### TASKS
[a] From the passage on labor opposition and military divisions, reproduce everything from "The removal of" down to "intended to repair.".
[b] In the passage on labor opposition and military divisions, who became president after General Viola was removed?
[c] Write the next part of the passage on labor opposition and military divisions, picking up after its final sentence.

### SUPPLIED TEXT
· · · ·

Open divisions within the ruling authoritarian regime emerged in this context of labor protest, accompanied by economic deterioration. With growing social instability, the succession to the presidency of the softliner General Viola in March 1981 became the focus for ideologically based antagonisms among top officers. The discontent of the navy was particularly pronounced since, in addition to having been cut out of its turn in the succession, it was identified with a hardline approach and opposed Viola, who favored a more pragmatic economic policy and more normalized relations with conciliatory unions.
Labor opposition contributed to Violas inability to consolidate power. Initially divided over cooperation with Viola, the union movement reunited in an overtly oppositionist and prodemocratic stance when it became clear that Violas promised conciliation would not be forthcoming. In July 1981, the CGT mounted another general strike, and under its leadership the opposition fostered a climate of instability and a sense that civil society was getting out of control so that opposition to Viola grew even within his own branch of the military. 12 On November 7, 1981, the CGT called another mass mobilization, and two days later Viola was forced to resign.
The removal of General Viola exposed deep divisions that compromised the militarys institutional control of government. With the defeat of the softliners, the new president, General Galtieri, returned to a hardline authoritarian stance and launched the Malvinas invasion to placate the navy, which favored the venture.
According to the first argument, then diverse views on how to deal with society produced internal divisions within the Armed Forces. 13 Labors prodemocratic opposition prevented the military regime from consolidating power and led to its destabilization by reinforcing and intensifying splits within it, which the disastrous military adventure was intended to repair.

· · · ·

### DATA PROVIDED

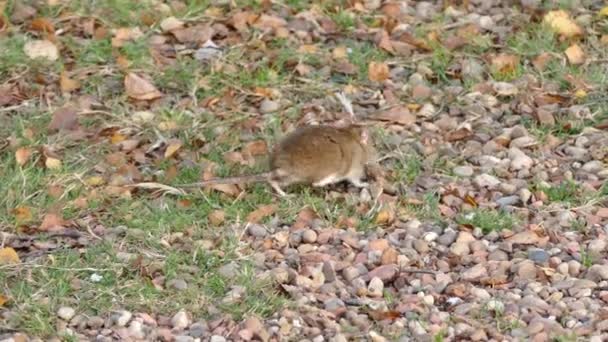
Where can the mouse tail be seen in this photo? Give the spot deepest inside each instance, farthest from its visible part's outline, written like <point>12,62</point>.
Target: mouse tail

· · · ·

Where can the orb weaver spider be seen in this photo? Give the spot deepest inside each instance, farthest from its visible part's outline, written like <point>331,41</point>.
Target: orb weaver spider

· · · ·

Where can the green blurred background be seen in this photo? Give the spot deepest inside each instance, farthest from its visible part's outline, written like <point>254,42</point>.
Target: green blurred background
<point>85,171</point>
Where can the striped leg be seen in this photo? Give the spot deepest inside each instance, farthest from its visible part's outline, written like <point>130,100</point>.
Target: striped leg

· · · ·

### RESULTS
[a]
The removal of General Viola exposed deep divisions that compromised the militarys institutional control of government. With the defeat of the softliners, the new president, General Galtieri, returned to a hardline authoritarian stance and launched the Malvinas invasion to placate the navy, which favored the venture.
According to the first argument, then diverse views on how to deal with society produced internal divisions within the Armed Forces. 13 Labors prodemocratic opposition prevented the military regime from consolidating power and led to its destabilization by reinforcing and intensifying splits within it, which the disastrous military adventure was intended to repair.

[b] General Galtieri.

[c]
According to the second argument, labor protest directly prompted the decision of the generals to invade the Malvinas. As Ronaldo Munck put it, the military adventure of the generals cannot be explained in purely military terms.... It was the constant level of working-class resistance since 1976, which was moving from a defensive to an offensive phase by 1982, which alone explains [the] bizarre political gamble by the armed forces. 14
Opposition and protest increased after the ouster of Viola. The CGT took steps to coordinate joint action with the parties, now organized in the Multipartidaria, and on March 30, 1982, along with human rights groups and political parties, it staged the largest demonstration since the 1976 coup. By this time the COTs massive demonstrations were threatening the stability of the government and appeared to have pushed the military rulers to take a desperate step.... 15 Three days later, Argentina invaded the Malvinas islands. In this account, in order to shore up support in the face of the oppositions offensive, Galtieri activated plans for the invasion. By reviving a long-standing nationalist cause he hoped to rally the country behind the regime. 16
In either interpretation, the invasion was a desperate move to preserve a regime already in deep trouble, and pressure from the CGT was, directly or at a step removed, a major source of the problem. The invasion was launched either to address splits within the military exacerbated by labor protest or to deal with the challenge of accelerating popular mobilization in opposition to the authoritarian regime in which the CGT played a central initiating and coordinating role.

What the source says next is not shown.